# YOUR INSTRUCTIONS
Return each line of the data below exactly, omitting any pictures.

# DATA FOR THIS EXERCISE
-------
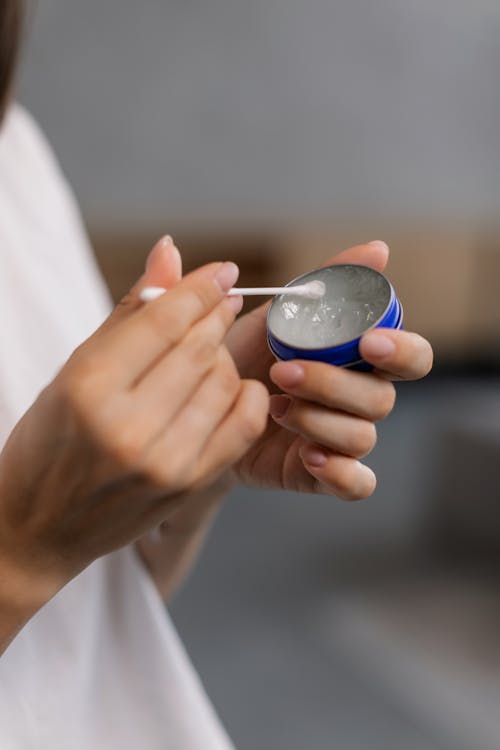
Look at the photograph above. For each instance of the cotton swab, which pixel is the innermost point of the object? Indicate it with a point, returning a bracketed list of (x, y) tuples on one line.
[(311, 290)]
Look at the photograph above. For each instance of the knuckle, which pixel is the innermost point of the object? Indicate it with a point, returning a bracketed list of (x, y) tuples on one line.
[(344, 480), (254, 418), (125, 447), (229, 380), (79, 383), (385, 401), (202, 350), (173, 474), (364, 439)]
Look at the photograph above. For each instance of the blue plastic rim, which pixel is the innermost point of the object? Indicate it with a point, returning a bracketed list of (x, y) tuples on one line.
[(346, 354)]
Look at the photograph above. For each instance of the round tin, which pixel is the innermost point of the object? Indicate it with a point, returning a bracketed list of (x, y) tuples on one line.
[(357, 299)]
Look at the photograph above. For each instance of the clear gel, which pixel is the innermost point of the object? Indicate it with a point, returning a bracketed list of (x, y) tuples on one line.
[(353, 302)]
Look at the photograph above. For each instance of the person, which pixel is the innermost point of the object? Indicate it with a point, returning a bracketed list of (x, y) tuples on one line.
[(142, 427)]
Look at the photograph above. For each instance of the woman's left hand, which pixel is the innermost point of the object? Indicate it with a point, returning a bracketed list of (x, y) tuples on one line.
[(324, 417)]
-------
# TASK OUTPUT
Look at the photograph above. For each instance of the cotton swab, which pixel is the innermost point of the object? Indicate it with a point, returning a bracketed list of (x, y) tuples on one line.
[(311, 290)]
Look at the photograph above. For each instance of the knuckle, which pixel is the innermost point of the object? Indicate it with a point, returning a bracketed list of (x, y) tuples on one line.
[(344, 480), (254, 418), (125, 447), (229, 380), (79, 383), (385, 401), (202, 350), (173, 474), (364, 439)]
Look at the photograph above. For each instance of the blue plastic rim, which pixel is the innermost point of the object? Indicate it with a point, returning a bracketed list of (x, y) tuples on one line.
[(346, 354)]
Look at the photograph above. For each instance of the round tin, which pixel is the innermost point of the object? Indicate it with a point, returning a bracketed list of (x, y) tuples on one line.
[(357, 299)]
Look at the photograph above. For each instance of the clear gel, which pixel is the innermost point of the object? Indicate it with a point, returning a bracketed list of (x, y) tuples on one line.
[(353, 302)]
Look at the photograph above. For each instance of the person, which pixel is the innermost point of the object? Indicate it with a point, returning a bracketed list of (x, y) tuples on one line.
[(142, 427)]
Look at the photograph above. For each instance of the woman's left hand, which pixel is the innermost point of the object? Indicate it with a point, returning a bracketed list of (x, y) tuples on one line.
[(324, 417)]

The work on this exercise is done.